→ SET TASK 1
Put the lines of the listing, starting at the line containing "of the paved" and ending at the last line of the listing, into a JSON list of strings with one string per line and blank lines left out.

→ EXTRACT
◇ ◇ ◇ ◇ ◇ ◇ ◇
There was no formal designation of Maid/Matron of Honor or Best Man or anything like that… it worked out absolutely fine.
re: parties that the wedding party usually puts together: My friends got together and threw me a shower. DH’s friend’s did not throw him a bachelor party but a few of my married guy friends stepped up for him.
(And our witnesses on our license were our mom’s – I’m pretty sure you can have anyone present act as witness on the license).
Post # 8
I think it’s fine, but make sure everyone is in communication with everyone else, and can handle splitting up duties. I know you said no parties, but they might decide to throw some anyway, in which case they can split up the roles. It seems fine in theory, as long as everyone’s mature enough to handle figuring things out on their own.
Post # 9
While I think the guys will have similar outfits – suits and we may buy them ties or maybe shirts as well, I’m letting my ladies wear whatever dress they have and love.
Since his groomsmen are all close friends and cousins themselves, I’m hoping they work out a bachelor outing for him and I don’t know yet if anyone will be doing toasts but we’ll figure it out.
I just wanted to make sure I wasn’t completly nuts attempting it – I always tell the brides I work with that there is no wrong answer, and to do whatever works for you…. turns out when it’s YOU that’s the bride it’s a little harder to believe
Post # 10
we’re not having a bridal party. We didn’t with our first wedding 15 years ago either. Just not something I cared about.
◇ ◇ ◇ ◇ ◇ ◇ ◇
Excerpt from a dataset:

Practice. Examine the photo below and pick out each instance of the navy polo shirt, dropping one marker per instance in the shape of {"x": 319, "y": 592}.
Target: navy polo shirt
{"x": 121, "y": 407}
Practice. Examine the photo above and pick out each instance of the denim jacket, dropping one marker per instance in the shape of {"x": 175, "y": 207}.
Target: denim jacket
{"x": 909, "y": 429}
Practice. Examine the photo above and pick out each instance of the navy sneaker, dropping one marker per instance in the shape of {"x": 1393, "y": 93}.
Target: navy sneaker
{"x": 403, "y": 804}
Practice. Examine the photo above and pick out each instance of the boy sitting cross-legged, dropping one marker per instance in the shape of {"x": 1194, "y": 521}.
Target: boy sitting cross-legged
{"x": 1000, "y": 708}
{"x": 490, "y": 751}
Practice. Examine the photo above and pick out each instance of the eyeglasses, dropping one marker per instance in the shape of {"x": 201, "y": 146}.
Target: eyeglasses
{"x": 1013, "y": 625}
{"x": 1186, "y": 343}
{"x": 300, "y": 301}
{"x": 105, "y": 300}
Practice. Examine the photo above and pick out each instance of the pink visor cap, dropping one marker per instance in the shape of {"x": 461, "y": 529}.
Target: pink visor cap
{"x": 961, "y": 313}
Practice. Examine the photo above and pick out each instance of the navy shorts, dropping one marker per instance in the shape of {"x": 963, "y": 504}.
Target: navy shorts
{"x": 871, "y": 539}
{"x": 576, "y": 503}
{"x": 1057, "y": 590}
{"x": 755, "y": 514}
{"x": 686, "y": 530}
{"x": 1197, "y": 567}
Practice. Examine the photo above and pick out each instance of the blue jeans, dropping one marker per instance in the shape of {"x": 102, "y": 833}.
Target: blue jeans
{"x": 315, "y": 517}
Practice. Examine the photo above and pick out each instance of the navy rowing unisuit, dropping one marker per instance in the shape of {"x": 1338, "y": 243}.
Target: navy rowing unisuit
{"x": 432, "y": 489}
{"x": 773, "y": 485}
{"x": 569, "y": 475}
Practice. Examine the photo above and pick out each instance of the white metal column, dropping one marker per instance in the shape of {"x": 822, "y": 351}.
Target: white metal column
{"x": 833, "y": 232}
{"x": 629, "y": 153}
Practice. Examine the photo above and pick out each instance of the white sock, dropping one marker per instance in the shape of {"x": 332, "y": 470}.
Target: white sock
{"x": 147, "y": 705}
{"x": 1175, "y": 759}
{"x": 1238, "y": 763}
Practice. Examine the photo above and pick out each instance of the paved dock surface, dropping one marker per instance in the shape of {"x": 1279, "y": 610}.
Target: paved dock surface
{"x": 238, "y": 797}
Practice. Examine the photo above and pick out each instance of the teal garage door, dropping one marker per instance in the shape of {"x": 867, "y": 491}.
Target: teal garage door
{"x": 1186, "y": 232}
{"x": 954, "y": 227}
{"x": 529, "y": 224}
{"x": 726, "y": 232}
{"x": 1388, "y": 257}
◇ ◇ ◇ ◇ ◇ ◇ ◇
→ SET TASK 2
Transcribe the part of the wedding forum thread starting at "There was no" and ending at "on their own.".

→ CORRECT ANSWER 1
[
  "Practice. Examine the photo above and pick out each instance of the paved dock surface, dropping one marker per instance in the shape of {\"x\": 1279, \"y\": 610}.",
  "Target: paved dock surface",
  "{\"x\": 238, \"y\": 797}",
  "Practice. Examine the photo above and pick out each instance of the teal garage door, dropping one marker per instance in the shape of {\"x\": 867, \"y\": 491}.",
  "Target: teal garage door",
  "{\"x\": 1186, \"y\": 232}",
  "{\"x\": 954, \"y\": 227}",
  "{\"x\": 529, \"y\": 224}",
  "{\"x\": 726, \"y\": 232}",
  "{\"x\": 1388, \"y\": 257}"
]

→ CORRECT ANSWER 2
There was no formal designation of Maid/Matron of Honor or Best Man or anything like that… it worked out absolutely fine.
re: parties that the wedding party usually puts together: My friends got together and threw me a shower. DH’s friend’s did not throw him a bachelor party but a few of my married guy friends stepped up for him.
(And our witnesses on our license were our mom’s – I’m pretty sure you can have anyone present act as witness on the license).
Post # 8
I think it’s fine, but make sure everyone is in communication with everyone else, and can handle splitting up duties. I know you said no parties, but they might decide to throw some anyway, in which case they can split up the roles. It seems fine in theory, as long as everyone’s mature enough to handle figuring things out on their own.